Report each line of the listing below that contains the word "Class", copying every such line in full.
═══ Recorded information ═══
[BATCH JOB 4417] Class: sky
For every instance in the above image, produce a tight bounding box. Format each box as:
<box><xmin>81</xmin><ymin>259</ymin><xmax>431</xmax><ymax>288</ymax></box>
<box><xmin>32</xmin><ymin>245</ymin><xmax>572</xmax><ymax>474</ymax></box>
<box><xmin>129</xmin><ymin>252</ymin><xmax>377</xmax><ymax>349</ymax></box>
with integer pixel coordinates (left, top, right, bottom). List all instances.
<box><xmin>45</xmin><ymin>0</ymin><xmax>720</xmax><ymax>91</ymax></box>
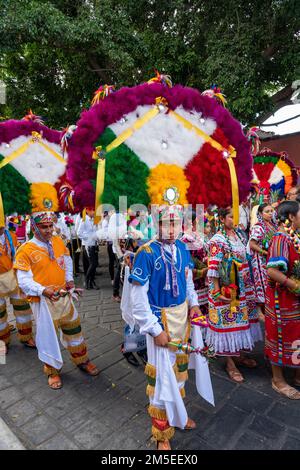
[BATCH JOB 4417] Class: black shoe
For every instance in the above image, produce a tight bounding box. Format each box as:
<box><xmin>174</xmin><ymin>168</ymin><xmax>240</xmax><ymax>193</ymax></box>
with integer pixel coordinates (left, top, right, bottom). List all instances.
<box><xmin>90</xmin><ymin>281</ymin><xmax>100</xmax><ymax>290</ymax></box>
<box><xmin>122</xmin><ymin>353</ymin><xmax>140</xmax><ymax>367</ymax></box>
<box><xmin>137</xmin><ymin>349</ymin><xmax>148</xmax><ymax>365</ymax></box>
═══
═══ Recorded information ═══
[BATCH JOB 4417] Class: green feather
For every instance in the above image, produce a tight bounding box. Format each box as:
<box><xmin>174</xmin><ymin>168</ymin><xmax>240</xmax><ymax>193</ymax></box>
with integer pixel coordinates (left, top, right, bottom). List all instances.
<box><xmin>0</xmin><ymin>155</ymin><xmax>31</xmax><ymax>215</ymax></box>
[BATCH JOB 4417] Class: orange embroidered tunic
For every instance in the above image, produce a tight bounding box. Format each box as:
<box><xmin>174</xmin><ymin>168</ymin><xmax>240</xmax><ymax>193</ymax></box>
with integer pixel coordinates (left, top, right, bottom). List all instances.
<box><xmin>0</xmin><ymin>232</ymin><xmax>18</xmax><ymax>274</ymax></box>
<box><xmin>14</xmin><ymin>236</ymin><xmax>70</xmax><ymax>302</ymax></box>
═══
Correct result:
[BATCH JOB 4417] Class: sky
[BATCH JOB 4417] Class: black shoe
[BATCH JOB 4417] Class: green feather
[BATCH JOB 4417] Class: orange embroidered tunic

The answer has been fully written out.